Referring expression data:
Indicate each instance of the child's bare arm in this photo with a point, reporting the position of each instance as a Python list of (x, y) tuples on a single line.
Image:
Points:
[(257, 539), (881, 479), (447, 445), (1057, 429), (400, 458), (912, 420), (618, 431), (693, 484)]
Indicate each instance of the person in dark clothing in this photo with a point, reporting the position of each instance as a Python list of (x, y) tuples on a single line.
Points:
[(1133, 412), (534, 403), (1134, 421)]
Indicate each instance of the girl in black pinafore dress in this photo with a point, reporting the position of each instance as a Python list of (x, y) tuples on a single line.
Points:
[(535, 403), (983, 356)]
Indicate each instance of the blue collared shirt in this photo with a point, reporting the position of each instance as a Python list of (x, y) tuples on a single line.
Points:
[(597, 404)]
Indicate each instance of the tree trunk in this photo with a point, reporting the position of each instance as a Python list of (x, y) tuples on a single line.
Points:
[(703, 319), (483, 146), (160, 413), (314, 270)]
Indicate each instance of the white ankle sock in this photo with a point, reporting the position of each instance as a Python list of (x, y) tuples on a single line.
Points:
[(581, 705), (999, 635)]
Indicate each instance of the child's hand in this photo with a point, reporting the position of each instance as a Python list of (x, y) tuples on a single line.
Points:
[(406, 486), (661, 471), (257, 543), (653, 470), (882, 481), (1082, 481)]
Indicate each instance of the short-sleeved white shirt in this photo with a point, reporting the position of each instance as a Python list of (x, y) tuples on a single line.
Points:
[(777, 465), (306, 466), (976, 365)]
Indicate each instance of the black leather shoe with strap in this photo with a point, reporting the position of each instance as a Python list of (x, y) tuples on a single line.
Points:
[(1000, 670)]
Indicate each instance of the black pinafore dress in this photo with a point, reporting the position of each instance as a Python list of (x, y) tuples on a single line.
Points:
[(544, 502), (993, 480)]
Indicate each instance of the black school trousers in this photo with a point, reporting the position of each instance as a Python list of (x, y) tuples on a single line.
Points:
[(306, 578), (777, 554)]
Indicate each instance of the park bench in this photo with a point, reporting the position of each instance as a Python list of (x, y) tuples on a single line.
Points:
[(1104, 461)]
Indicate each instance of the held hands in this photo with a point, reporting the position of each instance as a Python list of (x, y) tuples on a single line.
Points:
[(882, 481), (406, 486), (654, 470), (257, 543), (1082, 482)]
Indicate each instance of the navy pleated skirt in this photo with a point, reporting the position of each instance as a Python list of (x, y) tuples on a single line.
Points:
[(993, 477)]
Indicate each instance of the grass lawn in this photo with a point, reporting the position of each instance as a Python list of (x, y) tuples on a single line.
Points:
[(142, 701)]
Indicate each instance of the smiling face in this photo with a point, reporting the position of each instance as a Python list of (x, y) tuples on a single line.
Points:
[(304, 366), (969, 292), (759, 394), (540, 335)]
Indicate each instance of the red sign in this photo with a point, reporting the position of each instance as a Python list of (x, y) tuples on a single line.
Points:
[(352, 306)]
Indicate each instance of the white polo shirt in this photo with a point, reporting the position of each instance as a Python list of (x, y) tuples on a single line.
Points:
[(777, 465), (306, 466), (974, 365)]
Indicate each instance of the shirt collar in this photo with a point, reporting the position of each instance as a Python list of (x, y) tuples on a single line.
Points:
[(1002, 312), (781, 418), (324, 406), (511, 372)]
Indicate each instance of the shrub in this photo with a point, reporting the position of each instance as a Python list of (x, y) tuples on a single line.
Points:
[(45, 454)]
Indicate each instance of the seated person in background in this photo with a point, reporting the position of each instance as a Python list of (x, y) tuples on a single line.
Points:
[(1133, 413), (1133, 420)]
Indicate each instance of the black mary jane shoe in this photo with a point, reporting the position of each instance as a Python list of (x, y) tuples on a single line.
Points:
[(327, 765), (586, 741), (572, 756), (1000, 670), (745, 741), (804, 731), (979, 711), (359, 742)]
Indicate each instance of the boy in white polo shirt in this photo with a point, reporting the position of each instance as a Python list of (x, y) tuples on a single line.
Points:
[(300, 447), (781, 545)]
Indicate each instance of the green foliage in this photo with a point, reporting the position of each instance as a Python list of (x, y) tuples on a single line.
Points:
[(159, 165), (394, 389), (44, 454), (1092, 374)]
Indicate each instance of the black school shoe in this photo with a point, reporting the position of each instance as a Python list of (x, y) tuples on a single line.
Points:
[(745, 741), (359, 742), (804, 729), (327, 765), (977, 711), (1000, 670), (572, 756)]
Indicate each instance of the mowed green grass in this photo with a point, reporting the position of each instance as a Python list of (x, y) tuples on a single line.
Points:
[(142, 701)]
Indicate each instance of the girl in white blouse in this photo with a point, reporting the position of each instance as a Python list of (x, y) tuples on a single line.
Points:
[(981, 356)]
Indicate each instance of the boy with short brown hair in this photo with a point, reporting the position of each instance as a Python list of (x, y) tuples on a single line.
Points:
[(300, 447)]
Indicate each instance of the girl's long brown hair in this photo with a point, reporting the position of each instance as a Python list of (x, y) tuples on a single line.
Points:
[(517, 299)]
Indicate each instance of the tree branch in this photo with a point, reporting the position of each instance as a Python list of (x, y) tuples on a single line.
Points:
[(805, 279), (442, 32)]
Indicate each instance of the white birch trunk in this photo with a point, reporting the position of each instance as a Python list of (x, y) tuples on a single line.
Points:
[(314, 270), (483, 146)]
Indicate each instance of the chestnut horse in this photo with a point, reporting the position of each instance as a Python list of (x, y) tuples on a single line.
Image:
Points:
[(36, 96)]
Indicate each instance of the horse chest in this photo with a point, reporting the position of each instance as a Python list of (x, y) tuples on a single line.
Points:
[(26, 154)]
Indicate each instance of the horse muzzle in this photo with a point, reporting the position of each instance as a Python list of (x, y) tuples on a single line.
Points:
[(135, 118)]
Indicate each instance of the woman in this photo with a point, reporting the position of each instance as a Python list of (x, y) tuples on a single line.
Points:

DIRECTIONS ▸
Transcribe the records above exactly, keeping every line.

SOLVED EXERCISE ▸
Indicate each instance of the child's bare arm in this photo with a point, reporting the position of each instance as a Python list of (x, y) tuples on a single line.
Image:
Points:
[(257, 539), (881, 479), (447, 445), (1057, 429), (400, 458), (912, 420), (618, 431), (693, 484)]
Indicate each instance of the person in dark clothing in this photo with a point, reporting the position of each instance as a Python list of (x, y) tuples on a single line.
Points:
[(1133, 412), (534, 403), (1134, 421)]
Indicate each instance of the girl in black pinafore dress in this photo with a point, reporting the position of each instance as a Python list of (x, y) tuples on a single line.
Points:
[(535, 403), (983, 356)]
Indicate each instance of the blue collared shirt in this photo with a point, reporting the position of each instance as a Python list of (x, y) tuples on a single line.
Points:
[(597, 404)]
Indicate each instance of the tree trunk in this photo with a point, reporting the position of each instance as a Python list of (x, y) tuples on a single line.
Points:
[(703, 319), (483, 146), (160, 413), (314, 270)]
Indicate each instance of the white ankle sock in this photo with a point, reporting the position of each instance as a Python list of (x, y) tuples on a single line.
Points:
[(581, 705), (999, 635)]
Indicate each instance of the child's hand in this photo with a point, reporting the position of each instance as a Python list of (x, y) tuples on a single line.
Points:
[(406, 486), (661, 471), (257, 543), (653, 470), (882, 481), (1082, 481)]
Indicate each instance of the short-sleeved white shirt in this photo with a point, reporting the position of each instance as a Python list of (x, y) tuples on a single line.
Points:
[(777, 465), (306, 466), (976, 365)]
Indicate each instance of the black leather shoe with strap in this photo with a point, reporting the position of each instance as a Python list of (x, y) tuples on a single line.
Points:
[(1000, 670)]
Indicate each instance of the black pinafore dress in this photo with a point, reporting the position of each instance as a Python list of (x, y) tuples on a single line.
Points:
[(544, 502), (993, 480)]
Indicate each instance of the black school trousers in this photo with a point, reporting the position of each instance as a Python list of (x, y) tuples on a single line.
Points:
[(306, 578), (777, 554)]
Indicate each instance of the park bench in this photo with a point, reporting the position of each instance as a Python list of (x, y) tuples on a single line.
Points:
[(1104, 461)]
Indicate each instance of the held hands in this photo with a point, reporting the position of each instance as a Python list of (x, y) tuples on a single line.
Points:
[(882, 481), (406, 486), (654, 470), (257, 543), (1082, 482)]
Indicate each instance of the navy pleated skirt in this photo with a point, reporting the position of each instance as a Python list of (x, y) tuples on a single line.
Points:
[(993, 477)]
Indicate each instance of the grass lawn in this photo with a point, reporting the position of each instance as a Python list of (x, y) tuples on a single line.
Points:
[(142, 701)]
Indicate each instance of the smiling face in this photo with a point, reporting the position of each instance as a Python list of (x, y) tuples on a single line.
Points:
[(304, 366), (969, 292), (759, 394), (540, 335)]
Indicate each instance of the red sign in this photo with a point, reporting the position of each instance as a Python list of (x, y) tuples on a single line.
Points:
[(352, 306)]
Indicate each instance of the white polo shirt in this photo with a point, reporting the position of each instance as a Python list of (x, y) tuples on a single line.
Points:
[(777, 465), (306, 466), (974, 365)]
Indicate each instance of the shirt collar in this photo with a point, reporting the position of each instance as a Python list of (x, y) tuples on a single line.
Points:
[(1002, 312), (781, 418), (324, 406), (511, 372)]
Indicate each instance of the shrub in this photo with a point, reporting the position of each instance as a Python list of (x, y) tuples on a single line.
Points:
[(45, 454)]
Indicate each instance of the seated person in background in this photo with a point, reporting the position of each instance as a Python list of (x, y) tuples on a single line.
Points:
[(1133, 413), (1133, 420)]
Indicate each instance of the black mary jane shoe in this photo with a point, reporting the position of each instance as a Python list of (x, y) tuples on a single line.
Points:
[(327, 765), (586, 741), (572, 756), (1000, 670), (745, 741), (804, 731), (979, 711), (359, 742)]
Indicate each instance of the boy in white polo shirt in this photo with a point, reporting the position of each instance as a Python list of (x, y) tuples on a single line.
Points:
[(300, 447), (781, 545)]
Indicate each instance of the green foliage in this photo with a point, reporting the position of each instance as a Python list of (x, y) tuples on a single line.
Points:
[(159, 165), (394, 389), (44, 454), (1092, 374)]
Indicate each instance of the black school shoe in this photo with a point, reporting the position of each instance as a Python list of (x, y) tuples on a single line.
Points:
[(745, 741), (359, 742), (804, 729), (327, 765), (977, 711), (1000, 670), (572, 756)]
Indicate each instance of the mowed green grass in this photo with a point, reporting the position of each instance as a Python list of (x, y) tuples on a single line.
Points:
[(142, 701)]
Indicate each instance of the girl in white blouse in this photo with a point, reporting the position of each instance as a Python list of (x, y) tuples on a single line.
Points:
[(981, 356)]
Indicate each instance of the boy with short brown hair in this photo with a point, reporting the position of each instance as a Python list of (x, y) tuples on a single line.
Points:
[(300, 447)]
Indicate each instance of the girl's long brown hair in this photo with a point, reporting the position of each instance as a Python list of (x, y) tuples on a single line.
Points:
[(517, 299)]
Indicate each instance of the tree branch in this photo with a point, reporting the position of each instance as a Python list of (x, y) tuples on a single line.
Points:
[(805, 279), (442, 32)]
Indicate each instance of the white birch trunk in this photo with a point, reporting the position of each instance as a Python list of (x, y) tuples on a single line.
Points:
[(314, 270), (483, 146)]
Indicate each instance of the chestnut horse in this photo with a point, reporting the position of each instance as a Python list of (x, y) tuples on a single line.
Image:
Points:
[(36, 96)]
Indicate each instance of the horse chest in this photo with a point, reporting the position of each instance as a Python list of (x, y) tuples on a single line.
Points:
[(26, 154)]
Indicate each instance of the horse muzzle in this photo with a point, reporting the position of each instance as a Python list of (x, y) tuples on a single line.
Points:
[(135, 118)]
Indicate each instance of the woman in this photo with a point, reporting the position of each instance as a Python list of (x, y) tuples on a single line.
Points:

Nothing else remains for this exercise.